> ACTIVITY: In the entries that follow, say how many lines contain the string "stone". Give no other words.

Top of GIVEN RECORDS

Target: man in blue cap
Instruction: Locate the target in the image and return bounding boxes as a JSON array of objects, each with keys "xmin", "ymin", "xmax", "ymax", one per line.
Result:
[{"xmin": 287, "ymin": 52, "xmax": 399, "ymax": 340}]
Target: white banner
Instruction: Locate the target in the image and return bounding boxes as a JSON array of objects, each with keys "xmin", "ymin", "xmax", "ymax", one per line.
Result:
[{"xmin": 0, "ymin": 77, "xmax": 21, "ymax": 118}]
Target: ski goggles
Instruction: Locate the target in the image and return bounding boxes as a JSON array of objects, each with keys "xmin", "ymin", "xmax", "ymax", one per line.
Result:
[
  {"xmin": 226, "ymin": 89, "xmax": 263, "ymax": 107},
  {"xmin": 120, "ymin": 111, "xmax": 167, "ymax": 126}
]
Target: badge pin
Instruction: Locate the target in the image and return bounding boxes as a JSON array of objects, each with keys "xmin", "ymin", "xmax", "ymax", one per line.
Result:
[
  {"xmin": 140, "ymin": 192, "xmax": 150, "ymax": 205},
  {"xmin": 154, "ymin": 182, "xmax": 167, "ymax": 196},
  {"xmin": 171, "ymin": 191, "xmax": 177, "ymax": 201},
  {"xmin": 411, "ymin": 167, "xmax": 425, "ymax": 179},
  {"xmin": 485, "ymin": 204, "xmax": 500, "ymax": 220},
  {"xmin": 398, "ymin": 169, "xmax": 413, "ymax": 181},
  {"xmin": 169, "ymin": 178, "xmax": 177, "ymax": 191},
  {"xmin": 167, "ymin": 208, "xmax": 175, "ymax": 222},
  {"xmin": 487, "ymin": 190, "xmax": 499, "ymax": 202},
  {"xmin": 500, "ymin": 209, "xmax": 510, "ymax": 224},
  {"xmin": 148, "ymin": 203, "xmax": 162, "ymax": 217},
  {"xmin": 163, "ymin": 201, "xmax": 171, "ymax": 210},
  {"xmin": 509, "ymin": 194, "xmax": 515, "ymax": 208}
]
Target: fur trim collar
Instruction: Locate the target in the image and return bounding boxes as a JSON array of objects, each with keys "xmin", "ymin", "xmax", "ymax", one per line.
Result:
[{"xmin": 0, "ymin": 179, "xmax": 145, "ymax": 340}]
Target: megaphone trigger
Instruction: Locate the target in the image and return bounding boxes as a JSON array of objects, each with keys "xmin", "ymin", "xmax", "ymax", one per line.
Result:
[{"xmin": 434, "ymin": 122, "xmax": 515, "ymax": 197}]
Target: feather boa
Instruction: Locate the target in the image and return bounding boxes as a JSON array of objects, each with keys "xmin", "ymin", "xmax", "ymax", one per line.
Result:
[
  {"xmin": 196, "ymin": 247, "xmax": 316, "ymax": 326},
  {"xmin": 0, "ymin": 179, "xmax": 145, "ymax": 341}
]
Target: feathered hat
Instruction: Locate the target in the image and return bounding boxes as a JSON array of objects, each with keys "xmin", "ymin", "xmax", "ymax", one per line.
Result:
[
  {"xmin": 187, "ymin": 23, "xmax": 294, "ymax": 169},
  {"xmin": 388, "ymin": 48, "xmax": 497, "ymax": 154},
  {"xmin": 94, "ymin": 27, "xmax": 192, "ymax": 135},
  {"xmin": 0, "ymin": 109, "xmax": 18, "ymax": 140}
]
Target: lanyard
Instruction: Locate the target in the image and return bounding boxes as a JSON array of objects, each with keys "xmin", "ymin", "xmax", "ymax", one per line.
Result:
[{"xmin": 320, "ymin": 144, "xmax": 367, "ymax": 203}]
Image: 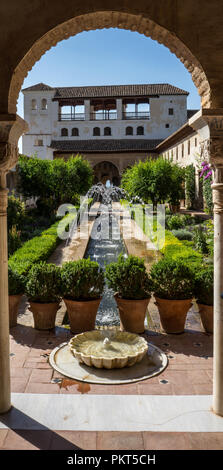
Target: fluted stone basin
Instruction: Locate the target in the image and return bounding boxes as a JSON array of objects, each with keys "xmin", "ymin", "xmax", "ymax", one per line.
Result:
[{"xmin": 69, "ymin": 330, "xmax": 148, "ymax": 369}]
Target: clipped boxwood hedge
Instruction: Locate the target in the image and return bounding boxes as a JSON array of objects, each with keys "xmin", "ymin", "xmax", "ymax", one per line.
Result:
[
  {"xmin": 8, "ymin": 215, "xmax": 73, "ymax": 275},
  {"xmin": 121, "ymin": 201, "xmax": 202, "ymax": 266}
]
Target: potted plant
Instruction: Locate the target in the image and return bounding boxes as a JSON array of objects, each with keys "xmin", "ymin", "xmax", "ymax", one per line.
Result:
[
  {"xmin": 25, "ymin": 262, "xmax": 61, "ymax": 330},
  {"xmin": 106, "ymin": 254, "xmax": 152, "ymax": 333},
  {"xmin": 8, "ymin": 266, "xmax": 24, "ymax": 327},
  {"xmin": 60, "ymin": 258, "xmax": 104, "ymax": 333},
  {"xmin": 194, "ymin": 266, "xmax": 213, "ymax": 333},
  {"xmin": 150, "ymin": 258, "xmax": 195, "ymax": 334}
]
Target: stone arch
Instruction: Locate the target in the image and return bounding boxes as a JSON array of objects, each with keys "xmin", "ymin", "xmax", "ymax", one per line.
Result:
[
  {"xmin": 93, "ymin": 160, "xmax": 120, "ymax": 185},
  {"xmin": 8, "ymin": 11, "xmax": 211, "ymax": 114}
]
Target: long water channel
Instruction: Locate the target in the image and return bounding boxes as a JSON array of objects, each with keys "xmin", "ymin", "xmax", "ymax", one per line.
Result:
[{"xmin": 84, "ymin": 203, "xmax": 127, "ymax": 326}]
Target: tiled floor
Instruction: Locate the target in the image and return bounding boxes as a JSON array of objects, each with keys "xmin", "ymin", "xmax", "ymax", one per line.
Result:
[{"xmin": 0, "ymin": 299, "xmax": 221, "ymax": 450}]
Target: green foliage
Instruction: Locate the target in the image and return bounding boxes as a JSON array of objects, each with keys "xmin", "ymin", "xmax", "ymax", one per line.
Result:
[
  {"xmin": 8, "ymin": 226, "xmax": 22, "ymax": 255},
  {"xmin": 121, "ymin": 157, "xmax": 184, "ymax": 206},
  {"xmin": 25, "ymin": 262, "xmax": 62, "ymax": 303},
  {"xmin": 7, "ymin": 194, "xmax": 25, "ymax": 230},
  {"xmin": 185, "ymin": 165, "xmax": 196, "ymax": 209},
  {"xmin": 105, "ymin": 254, "xmax": 152, "ymax": 300},
  {"xmin": 61, "ymin": 259, "xmax": 105, "ymax": 300},
  {"xmin": 150, "ymin": 258, "xmax": 195, "ymax": 300},
  {"xmin": 203, "ymin": 177, "xmax": 213, "ymax": 214},
  {"xmin": 8, "ymin": 216, "xmax": 71, "ymax": 275},
  {"xmin": 192, "ymin": 226, "xmax": 209, "ymax": 254},
  {"xmin": 166, "ymin": 214, "xmax": 195, "ymax": 230},
  {"xmin": 17, "ymin": 154, "xmax": 93, "ymax": 213},
  {"xmin": 125, "ymin": 202, "xmax": 202, "ymax": 266},
  {"xmin": 8, "ymin": 266, "xmax": 24, "ymax": 296},
  {"xmin": 194, "ymin": 266, "xmax": 213, "ymax": 305},
  {"xmin": 205, "ymin": 219, "xmax": 214, "ymax": 256},
  {"xmin": 171, "ymin": 229, "xmax": 193, "ymax": 241}
]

Bottom of GIVEN RECORDS

> YOUR SOLUTION: 2